Pick out each line of the records in which the word "amber" appears.

Region pointing data
───

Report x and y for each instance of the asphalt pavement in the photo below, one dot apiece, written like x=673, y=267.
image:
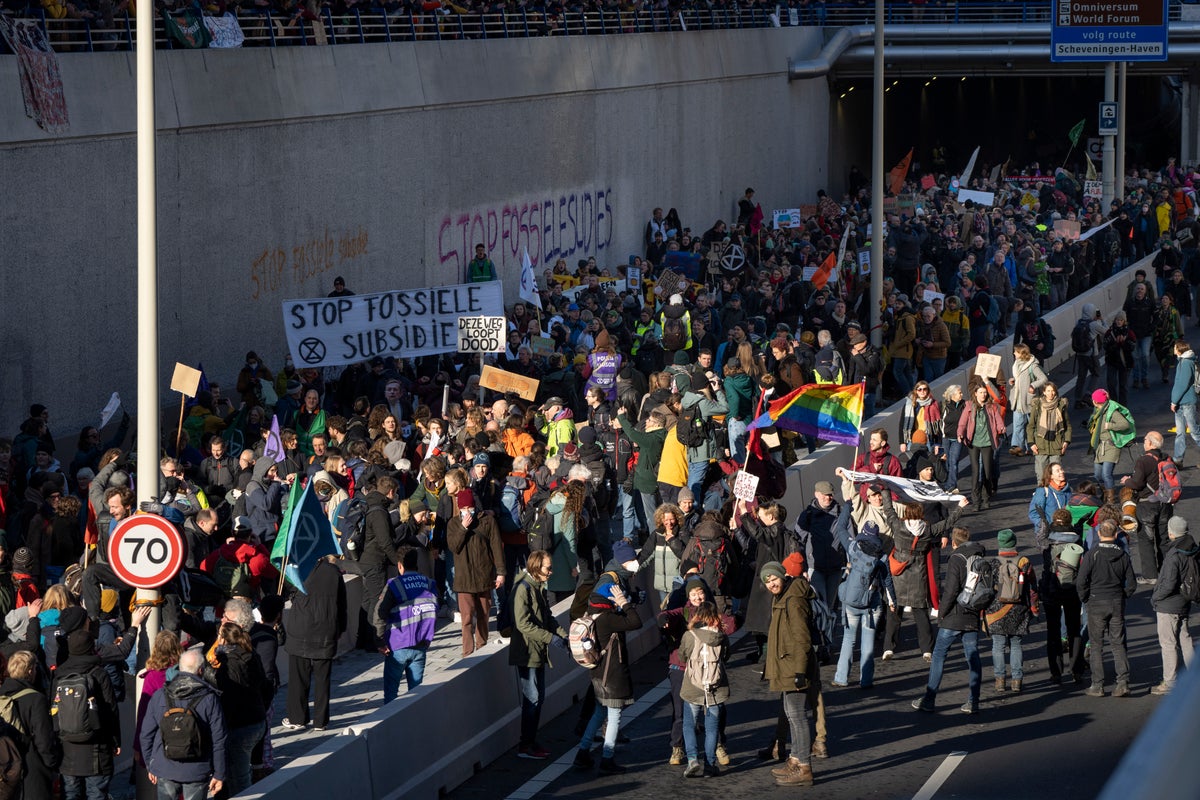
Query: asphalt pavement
x=1048, y=740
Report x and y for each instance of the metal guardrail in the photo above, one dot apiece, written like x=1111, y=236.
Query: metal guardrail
x=377, y=24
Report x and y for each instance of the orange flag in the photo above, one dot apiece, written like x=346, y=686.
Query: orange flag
x=821, y=276
x=899, y=173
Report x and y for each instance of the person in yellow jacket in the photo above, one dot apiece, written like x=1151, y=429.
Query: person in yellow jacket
x=672, y=467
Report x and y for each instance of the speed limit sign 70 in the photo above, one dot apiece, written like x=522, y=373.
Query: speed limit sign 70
x=145, y=551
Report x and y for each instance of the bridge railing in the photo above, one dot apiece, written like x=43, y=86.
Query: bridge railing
x=361, y=24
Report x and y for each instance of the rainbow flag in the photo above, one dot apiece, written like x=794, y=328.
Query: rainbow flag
x=822, y=410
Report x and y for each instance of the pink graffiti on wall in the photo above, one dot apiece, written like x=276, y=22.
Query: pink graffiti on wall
x=568, y=224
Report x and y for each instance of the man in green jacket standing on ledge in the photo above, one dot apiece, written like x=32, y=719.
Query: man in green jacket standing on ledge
x=480, y=268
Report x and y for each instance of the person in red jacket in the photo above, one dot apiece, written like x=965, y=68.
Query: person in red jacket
x=240, y=549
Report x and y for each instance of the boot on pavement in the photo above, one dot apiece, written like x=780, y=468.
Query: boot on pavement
x=801, y=776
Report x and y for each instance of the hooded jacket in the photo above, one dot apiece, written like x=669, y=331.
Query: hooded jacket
x=951, y=615
x=1168, y=597
x=1105, y=575
x=181, y=692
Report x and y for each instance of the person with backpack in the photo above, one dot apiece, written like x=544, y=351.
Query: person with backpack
x=405, y=624
x=240, y=566
x=534, y=629
x=1177, y=588
x=791, y=666
x=1111, y=427
x=1156, y=504
x=695, y=429
x=864, y=590
x=84, y=709
x=958, y=621
x=1008, y=615
x=183, y=740
x=1085, y=344
x=823, y=553
x=613, y=614
x=316, y=621
x=1048, y=429
x=1105, y=582
x=29, y=715
x=1183, y=400
x=1060, y=596
x=705, y=648
x=378, y=555
x=245, y=695
x=981, y=431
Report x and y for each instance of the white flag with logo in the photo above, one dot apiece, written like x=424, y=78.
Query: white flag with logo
x=528, y=282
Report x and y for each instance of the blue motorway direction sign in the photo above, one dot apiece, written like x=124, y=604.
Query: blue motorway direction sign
x=1109, y=30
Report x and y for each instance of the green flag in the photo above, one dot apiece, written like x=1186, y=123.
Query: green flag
x=1075, y=132
x=280, y=549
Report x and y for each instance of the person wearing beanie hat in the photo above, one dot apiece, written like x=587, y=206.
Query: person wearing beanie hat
x=1171, y=607
x=1011, y=613
x=1085, y=342
x=790, y=666
x=1105, y=582
x=863, y=594
x=955, y=624
x=88, y=757
x=612, y=683
x=1152, y=513
x=1111, y=428
x=700, y=404
x=474, y=539
x=673, y=624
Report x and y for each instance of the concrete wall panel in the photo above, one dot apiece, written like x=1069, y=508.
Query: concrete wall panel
x=281, y=168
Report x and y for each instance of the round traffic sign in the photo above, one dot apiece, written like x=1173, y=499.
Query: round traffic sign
x=145, y=551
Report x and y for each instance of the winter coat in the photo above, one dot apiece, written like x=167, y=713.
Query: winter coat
x=667, y=557
x=814, y=530
x=1033, y=433
x=913, y=540
x=1043, y=504
x=951, y=615
x=479, y=554
x=739, y=396
x=245, y=691
x=564, y=557
x=611, y=679
x=95, y=756
x=967, y=422
x=648, y=445
x=533, y=624
x=317, y=618
x=40, y=747
x=1013, y=619
x=1167, y=597
x=771, y=543
x=181, y=692
x=1026, y=374
x=789, y=638
x=690, y=691
x=378, y=549
x=1105, y=573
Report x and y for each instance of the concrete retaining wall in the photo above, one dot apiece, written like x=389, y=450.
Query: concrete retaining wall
x=1108, y=296
x=280, y=169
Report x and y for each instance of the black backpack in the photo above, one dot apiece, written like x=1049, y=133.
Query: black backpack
x=675, y=334
x=693, y=429
x=73, y=708
x=352, y=527
x=1081, y=337
x=181, y=731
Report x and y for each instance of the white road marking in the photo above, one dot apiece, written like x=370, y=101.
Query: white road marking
x=939, y=777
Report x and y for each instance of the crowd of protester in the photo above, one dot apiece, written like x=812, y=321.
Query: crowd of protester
x=475, y=504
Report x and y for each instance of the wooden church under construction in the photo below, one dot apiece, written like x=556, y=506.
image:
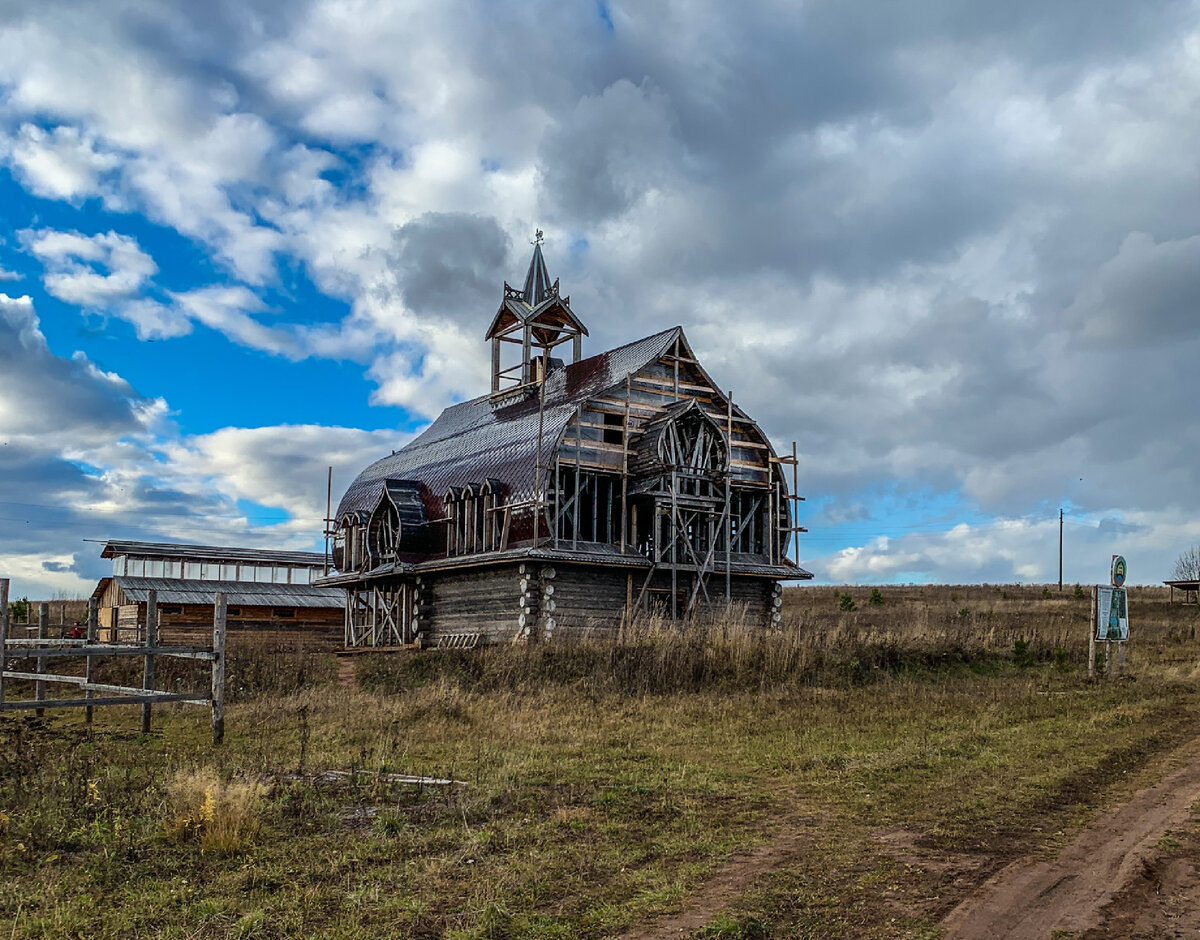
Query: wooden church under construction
x=568, y=497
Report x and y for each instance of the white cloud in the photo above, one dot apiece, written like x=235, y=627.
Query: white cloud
x=61, y=162
x=96, y=271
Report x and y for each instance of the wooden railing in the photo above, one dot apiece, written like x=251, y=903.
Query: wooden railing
x=42, y=648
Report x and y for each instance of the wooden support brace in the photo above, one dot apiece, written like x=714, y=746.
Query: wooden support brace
x=90, y=669
x=148, y=668
x=219, y=639
x=43, y=632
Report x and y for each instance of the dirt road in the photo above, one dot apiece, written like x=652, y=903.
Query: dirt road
x=1033, y=898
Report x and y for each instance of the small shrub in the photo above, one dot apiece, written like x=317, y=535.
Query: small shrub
x=1023, y=654
x=390, y=822
x=220, y=815
x=726, y=927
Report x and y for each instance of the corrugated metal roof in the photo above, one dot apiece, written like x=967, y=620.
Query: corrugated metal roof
x=210, y=552
x=241, y=593
x=480, y=438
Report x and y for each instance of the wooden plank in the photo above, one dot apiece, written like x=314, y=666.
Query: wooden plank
x=148, y=666
x=43, y=632
x=83, y=683
x=93, y=632
x=55, y=652
x=97, y=701
x=219, y=638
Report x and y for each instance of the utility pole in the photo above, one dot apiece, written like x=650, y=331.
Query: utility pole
x=1060, y=550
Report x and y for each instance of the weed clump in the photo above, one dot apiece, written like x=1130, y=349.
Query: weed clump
x=222, y=816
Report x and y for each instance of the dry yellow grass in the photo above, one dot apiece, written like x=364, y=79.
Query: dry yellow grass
x=222, y=815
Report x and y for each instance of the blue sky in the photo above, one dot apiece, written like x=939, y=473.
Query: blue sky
x=952, y=251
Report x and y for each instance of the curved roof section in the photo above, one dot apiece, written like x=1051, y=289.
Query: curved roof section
x=496, y=436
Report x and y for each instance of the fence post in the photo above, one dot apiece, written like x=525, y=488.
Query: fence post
x=148, y=670
x=43, y=633
x=4, y=632
x=90, y=671
x=219, y=635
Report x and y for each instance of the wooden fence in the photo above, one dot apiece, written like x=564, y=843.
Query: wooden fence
x=43, y=647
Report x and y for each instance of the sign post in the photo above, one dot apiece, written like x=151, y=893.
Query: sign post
x=1110, y=621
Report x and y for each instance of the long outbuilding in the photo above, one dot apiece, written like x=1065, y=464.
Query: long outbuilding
x=267, y=592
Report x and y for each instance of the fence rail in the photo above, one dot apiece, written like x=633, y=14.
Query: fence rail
x=45, y=647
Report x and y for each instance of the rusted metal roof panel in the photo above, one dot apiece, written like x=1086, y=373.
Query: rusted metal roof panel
x=496, y=436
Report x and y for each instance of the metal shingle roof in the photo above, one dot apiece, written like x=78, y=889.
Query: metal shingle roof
x=486, y=437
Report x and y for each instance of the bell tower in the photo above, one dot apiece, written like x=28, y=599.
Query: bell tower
x=535, y=317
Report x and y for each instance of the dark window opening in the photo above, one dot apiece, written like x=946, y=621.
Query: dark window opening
x=613, y=429
x=588, y=506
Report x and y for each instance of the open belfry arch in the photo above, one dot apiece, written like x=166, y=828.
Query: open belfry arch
x=568, y=497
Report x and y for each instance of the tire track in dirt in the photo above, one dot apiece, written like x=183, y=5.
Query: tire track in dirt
x=1032, y=898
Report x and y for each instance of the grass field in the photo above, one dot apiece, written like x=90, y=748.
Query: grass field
x=911, y=746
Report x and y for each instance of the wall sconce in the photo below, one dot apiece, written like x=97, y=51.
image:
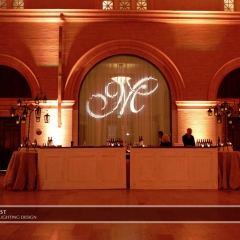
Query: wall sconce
x=209, y=112
x=47, y=118
x=25, y=111
x=226, y=109
x=219, y=118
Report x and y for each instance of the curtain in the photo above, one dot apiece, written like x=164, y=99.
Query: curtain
x=123, y=97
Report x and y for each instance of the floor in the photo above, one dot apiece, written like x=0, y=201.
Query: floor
x=124, y=231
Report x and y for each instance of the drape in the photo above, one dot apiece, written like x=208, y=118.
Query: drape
x=123, y=97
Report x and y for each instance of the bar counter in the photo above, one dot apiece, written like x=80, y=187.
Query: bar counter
x=105, y=168
x=174, y=168
x=81, y=168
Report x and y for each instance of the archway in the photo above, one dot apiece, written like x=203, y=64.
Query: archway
x=102, y=51
x=23, y=69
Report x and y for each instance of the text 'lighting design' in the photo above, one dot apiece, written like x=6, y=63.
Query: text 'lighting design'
x=134, y=91
x=25, y=109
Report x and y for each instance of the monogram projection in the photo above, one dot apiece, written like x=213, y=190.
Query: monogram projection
x=122, y=98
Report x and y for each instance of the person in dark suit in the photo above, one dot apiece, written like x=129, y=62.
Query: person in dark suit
x=165, y=141
x=188, y=138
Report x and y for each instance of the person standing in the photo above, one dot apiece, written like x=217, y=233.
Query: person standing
x=188, y=138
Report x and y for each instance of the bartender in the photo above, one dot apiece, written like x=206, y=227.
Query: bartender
x=188, y=138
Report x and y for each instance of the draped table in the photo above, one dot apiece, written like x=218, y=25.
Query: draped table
x=229, y=170
x=22, y=171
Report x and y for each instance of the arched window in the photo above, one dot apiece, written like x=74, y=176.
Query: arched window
x=124, y=97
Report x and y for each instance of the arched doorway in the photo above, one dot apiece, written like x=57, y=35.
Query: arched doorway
x=123, y=97
x=14, y=85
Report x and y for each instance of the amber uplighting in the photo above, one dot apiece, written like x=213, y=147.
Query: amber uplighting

───

RESULT BELOW:
Report x and y for each instance of the amber uplighting in the photo above, one dot apiece, written like x=213, y=147.
Query: amber uplighting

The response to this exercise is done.